◆ Exercise prompt ◆
Images are to be excluded from the copy, and the records below reproduced word for word.

BEGIN

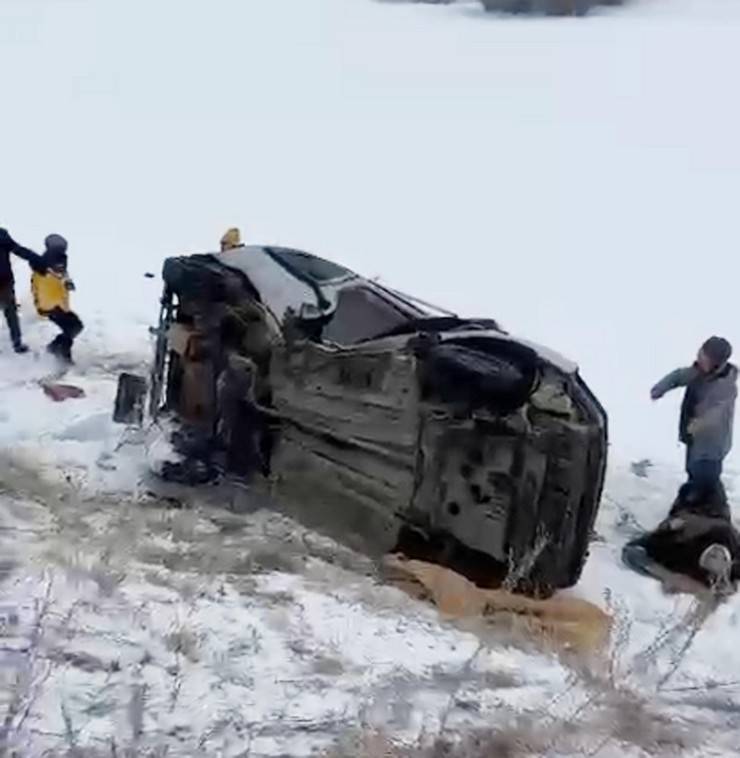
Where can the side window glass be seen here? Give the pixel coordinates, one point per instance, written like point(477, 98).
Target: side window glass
point(361, 315)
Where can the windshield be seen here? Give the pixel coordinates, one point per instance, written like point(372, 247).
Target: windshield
point(308, 266)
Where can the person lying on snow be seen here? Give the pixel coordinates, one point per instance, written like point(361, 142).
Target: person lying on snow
point(707, 412)
point(51, 296)
point(8, 302)
point(697, 540)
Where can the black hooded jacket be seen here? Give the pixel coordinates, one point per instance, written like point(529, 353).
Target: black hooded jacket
point(7, 246)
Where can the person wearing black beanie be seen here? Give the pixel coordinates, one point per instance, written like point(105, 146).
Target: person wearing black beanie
point(707, 412)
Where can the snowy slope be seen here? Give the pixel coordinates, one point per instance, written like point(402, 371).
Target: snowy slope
point(574, 178)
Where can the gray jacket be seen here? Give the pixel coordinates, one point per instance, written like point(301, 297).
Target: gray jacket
point(708, 409)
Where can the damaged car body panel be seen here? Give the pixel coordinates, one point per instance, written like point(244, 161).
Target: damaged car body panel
point(385, 421)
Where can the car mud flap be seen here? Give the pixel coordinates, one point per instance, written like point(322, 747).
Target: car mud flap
point(130, 399)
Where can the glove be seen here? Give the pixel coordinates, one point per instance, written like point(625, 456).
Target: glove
point(37, 264)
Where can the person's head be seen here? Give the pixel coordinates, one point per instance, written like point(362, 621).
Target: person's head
point(55, 243)
point(56, 251)
point(231, 239)
point(713, 354)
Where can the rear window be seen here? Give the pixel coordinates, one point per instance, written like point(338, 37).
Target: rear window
point(307, 265)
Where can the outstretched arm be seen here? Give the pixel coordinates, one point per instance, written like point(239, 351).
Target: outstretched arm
point(11, 246)
point(678, 378)
point(34, 260)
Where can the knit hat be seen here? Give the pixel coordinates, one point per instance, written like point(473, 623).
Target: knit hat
point(231, 239)
point(718, 350)
point(56, 243)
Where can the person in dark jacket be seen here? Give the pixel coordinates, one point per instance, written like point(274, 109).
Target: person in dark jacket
point(8, 302)
point(707, 411)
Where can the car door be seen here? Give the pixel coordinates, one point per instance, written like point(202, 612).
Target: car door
point(349, 438)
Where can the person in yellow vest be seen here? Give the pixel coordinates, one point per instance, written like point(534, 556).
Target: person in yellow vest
point(51, 297)
point(231, 240)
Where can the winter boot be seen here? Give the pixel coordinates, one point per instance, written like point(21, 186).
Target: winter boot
point(14, 326)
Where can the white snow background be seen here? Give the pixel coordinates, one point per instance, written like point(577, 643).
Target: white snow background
point(575, 178)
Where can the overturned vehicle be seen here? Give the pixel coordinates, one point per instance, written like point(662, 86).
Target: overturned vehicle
point(375, 417)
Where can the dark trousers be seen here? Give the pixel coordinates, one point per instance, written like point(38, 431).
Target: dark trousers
point(10, 311)
point(71, 327)
point(703, 473)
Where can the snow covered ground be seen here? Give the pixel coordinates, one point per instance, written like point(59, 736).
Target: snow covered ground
point(575, 178)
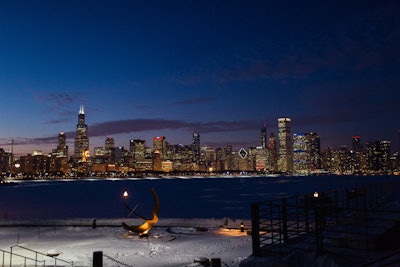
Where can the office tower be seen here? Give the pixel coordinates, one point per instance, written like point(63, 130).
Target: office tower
point(285, 163)
point(300, 154)
point(273, 151)
point(314, 150)
point(196, 148)
point(357, 154)
point(263, 136)
point(81, 139)
point(378, 156)
point(159, 144)
point(357, 143)
point(137, 148)
point(62, 148)
point(109, 149)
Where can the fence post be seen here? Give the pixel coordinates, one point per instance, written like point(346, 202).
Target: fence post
point(255, 228)
point(98, 259)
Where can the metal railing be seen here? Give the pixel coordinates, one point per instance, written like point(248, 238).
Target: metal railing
point(344, 221)
point(50, 258)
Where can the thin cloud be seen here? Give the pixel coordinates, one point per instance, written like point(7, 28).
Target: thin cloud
point(198, 100)
point(141, 125)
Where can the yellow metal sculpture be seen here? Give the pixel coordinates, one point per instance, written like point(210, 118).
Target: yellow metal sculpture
point(144, 228)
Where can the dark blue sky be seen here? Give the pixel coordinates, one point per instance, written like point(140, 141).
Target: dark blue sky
point(220, 68)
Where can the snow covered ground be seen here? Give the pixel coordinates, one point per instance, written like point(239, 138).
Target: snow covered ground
point(170, 244)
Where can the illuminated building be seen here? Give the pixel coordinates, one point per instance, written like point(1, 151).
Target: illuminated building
point(263, 136)
point(209, 158)
point(224, 159)
point(120, 155)
point(357, 154)
point(196, 148)
point(285, 162)
point(314, 150)
point(261, 159)
point(273, 151)
point(81, 139)
point(306, 153)
point(159, 144)
point(378, 156)
point(300, 154)
point(157, 161)
point(62, 148)
point(5, 160)
point(109, 149)
point(99, 155)
point(137, 148)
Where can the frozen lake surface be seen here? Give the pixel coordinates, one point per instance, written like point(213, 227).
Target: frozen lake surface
point(215, 197)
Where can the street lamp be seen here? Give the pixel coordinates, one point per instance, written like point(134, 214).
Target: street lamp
point(125, 197)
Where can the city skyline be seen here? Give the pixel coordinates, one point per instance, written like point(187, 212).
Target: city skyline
point(221, 69)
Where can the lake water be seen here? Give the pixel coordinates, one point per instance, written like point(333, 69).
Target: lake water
point(179, 197)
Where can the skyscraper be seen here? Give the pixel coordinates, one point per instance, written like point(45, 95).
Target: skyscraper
point(196, 148)
point(109, 149)
point(159, 146)
point(285, 163)
point(263, 136)
point(62, 148)
point(81, 139)
point(314, 150)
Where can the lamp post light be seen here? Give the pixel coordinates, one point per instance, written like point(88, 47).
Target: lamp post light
point(125, 197)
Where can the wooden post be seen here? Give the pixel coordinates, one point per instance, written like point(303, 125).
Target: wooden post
point(98, 259)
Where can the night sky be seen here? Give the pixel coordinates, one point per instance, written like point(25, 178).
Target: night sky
point(220, 68)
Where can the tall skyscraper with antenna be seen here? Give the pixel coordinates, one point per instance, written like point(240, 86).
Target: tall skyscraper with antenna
point(263, 136)
point(285, 163)
point(81, 139)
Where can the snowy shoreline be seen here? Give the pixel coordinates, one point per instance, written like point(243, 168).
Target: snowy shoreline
point(116, 222)
point(172, 242)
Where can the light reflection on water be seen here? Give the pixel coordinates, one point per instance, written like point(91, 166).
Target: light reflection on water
point(179, 198)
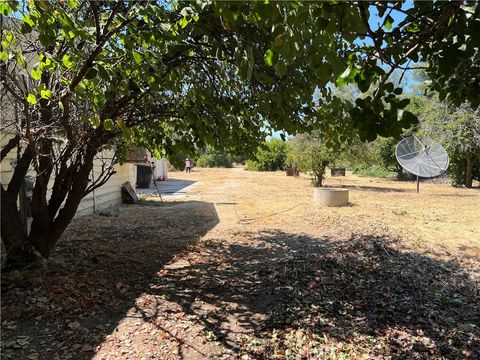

END

◆ Solved problem ◆
Where can the side window glass be seen here? Give the pixel coordinates, one point per instance, written like point(477, 98).
Target: side window glass
point(361, 315)
Where can the windshield be seen here? Give the pixel coordinates, one point per instance, written like point(372, 247).
Target: windshield
point(308, 266)
Where can the person lying on snow be seen here? Give the pixel coordinates, one point per instance, written like point(361, 142).
Target: person lying on snow
point(707, 412)
point(51, 296)
point(8, 302)
point(697, 540)
Where can the black hooded jacket be seen here? Give the pixel coordinates, one point per instance, written like point(529, 353).
Target: black hooded jacket
point(7, 246)
Where can the person wearing black beanie be seen here? Give the pixel coordinates, one point per instance, written like point(105, 146).
Target: person wearing black beanie
point(707, 412)
Where can the snowy slope be seen here? Give the pixel coordinates, one point per instance, written like point(402, 371).
Target: snowy slope
point(574, 178)
Where can the gray jacket be seen here? Give the pixel coordinates, one point per instance, written like point(301, 297).
Target: gray jacket
point(708, 409)
Where can the damaged car body panel be seen here? Give the pixel coordinates, one point per instance, written like point(244, 161).
Target: damaged car body panel
point(385, 421)
Where can the car mud flap be seen here? Give the pixel coordinates, one point per instance, written like point(322, 747).
Target: car mud flap
point(130, 399)
Where can the glove be seen here? Give the pixel coordinates, one point per instance, written like point(625, 456).
Target: glove
point(37, 264)
Where can the person's head be seen here? Give the pixel coordinates, one point per instance, written like point(362, 621).
Target: person's head
point(55, 243)
point(56, 251)
point(231, 239)
point(713, 354)
Where can the rear window be seen here? Give the pixel coordinates, one point per instance, written like point(338, 37).
Target: rear window
point(307, 265)
Where can the outstretched arm be seen here? Give the pixel coordinates, one point per instance, written like point(239, 351).
Target: outstretched arm
point(11, 246)
point(678, 378)
point(34, 260)
Where can the knit hat be seen here? Give the pixel coordinates, one point per instance, written like point(473, 623).
Target: knit hat
point(231, 239)
point(718, 350)
point(56, 243)
Where can the person in dark jacket be seen here? Give the pixel coordinates, one point per instance, written like point(274, 109).
Target: person in dark jacket
point(8, 302)
point(707, 411)
Where can the car door be seen here? Give the pixel coordinates, one point per instance, written like point(202, 612).
Target: car door
point(349, 438)
Where can the person in yellow vest be seen here? Give the pixel coordinates, one point per instance, written like point(534, 556).
Target: person in yellow vest
point(51, 297)
point(231, 240)
Where can the winter boot be seen here? Give the pixel coordinates, one point per instance, written like point(21, 186).
Target: winter boot
point(14, 326)
Where can the white snow background be seen here? Give the pixel coordinates, one point per instance, written like point(577, 643).
Target: white snow background
point(575, 178)
Where can the overturned vehicle be seen here? Give the pixel coordinates, one point per instance, written like point(662, 86).
Target: overturned vehicle
point(375, 417)
Where can the dark trousers be seen here? Give the pixel coordinates, one point per instance, written like point(38, 431).
Target: dark trousers
point(10, 311)
point(71, 327)
point(703, 473)
Where can the snow covered ground be seen here? Give the pixel coordinates, one point per instance, written like point(59, 736).
Target: snow covered ground
point(575, 178)
Where can the office tower be seen here? Give the pixel coordinates, one point per instance, written like point(63, 130).
Target: office tower
point(285, 163)
point(300, 154)
point(273, 151)
point(314, 150)
point(196, 148)
point(357, 154)
point(263, 136)
point(81, 139)
point(378, 156)
point(159, 144)
point(357, 143)
point(137, 148)
point(62, 148)
point(109, 149)
Where can the fence post be seen here? Give the pixel coordinates, one point per instance, written like point(346, 202).
Target: fence post
point(255, 228)
point(98, 259)
Where can the metal railing be seen here? Give the pixel coordinates, one point per instance, written like point(248, 238).
Target: metal railing
point(344, 221)
point(50, 258)
Where can the thin cloud be seen here? Give the pixel coordinates, one point per instance, written like point(7, 28).
Target: thin cloud
point(198, 100)
point(141, 125)
Where can the yellow metal sculpture be seen here? Give the pixel coordinates, one point per instance, written like point(210, 118).
Target: yellow metal sculpture
point(144, 228)
Where can the dark blue sky be seen here? Give the pixel coordinates, one point per instance, written like point(140, 141).
Target: dark blue sky
point(220, 68)
Where can the snow covered ground be seen here? Give the pixel coordinates, one point per instance, written like point(239, 138).
Target: snow covered ground
point(170, 244)
Where can the illuminated building be seen here? Give the pixel coordinates, one point per instance, written like point(1, 151).
Target: illuminated building
point(263, 136)
point(209, 158)
point(224, 159)
point(120, 155)
point(357, 154)
point(196, 148)
point(285, 162)
point(314, 150)
point(261, 159)
point(273, 151)
point(81, 139)
point(306, 153)
point(159, 144)
point(378, 156)
point(300, 154)
point(157, 161)
point(62, 148)
point(5, 160)
point(109, 149)
point(99, 155)
point(137, 148)
Where can the frozen lake surface be seen here? Give the pixel coordinates, one point per instance, written like point(213, 227).
Target: frozen lake surface
point(215, 197)
Where can the street lamp be seen here? Give the pixel coordinates, one point per instance, written like point(134, 214).
Target: street lamp
point(125, 197)
Where can the city skyline be seen here? Give the pixel coordinates, one point per instance, written like point(187, 212).
Target: city skyline
point(221, 69)
Where can the lake water be seen here? Give the pixel coordinates, one point per instance, written like point(333, 69).
Target: lake water
point(179, 197)
Where can the skyscraper be seen here? Give the pixel coordinates, one point per instance, written like point(45, 95).
Target: skyscraper
point(196, 148)
point(109, 149)
point(159, 146)
point(285, 163)
point(263, 136)
point(62, 148)
point(81, 139)
point(314, 150)
Where can the lamp post light be seen here? Give the pixel coordinates, one point per instance, written like point(88, 47).
Target: lamp post light
point(125, 197)
Where can the wooden post be seen here? Give the pixel coordinates, one point per instance, written like point(303, 125).
Target: wooden post
point(98, 259)
Where can the night sky be seen here? Give the pixel coordinates, one point per instance, written like point(25, 178).
Target: night sky
point(220, 68)
Where can the tall skyscraper with antenna be seen here? Give the pixel coordinates, one point per instance, written like point(240, 86).
Target: tall skyscraper with antenna
point(263, 136)
point(285, 163)
point(81, 139)
Where can the snowy shoreline be seen here? Give the pixel coordinates, one point per instance, written like point(243, 168).
Target: snowy shoreline
point(116, 222)
point(172, 242)
Where can the light reflection on water be seen here? Give the pixel coordinates, one point per instance, written like point(91, 166).
Target: light reflection on water
point(179, 198)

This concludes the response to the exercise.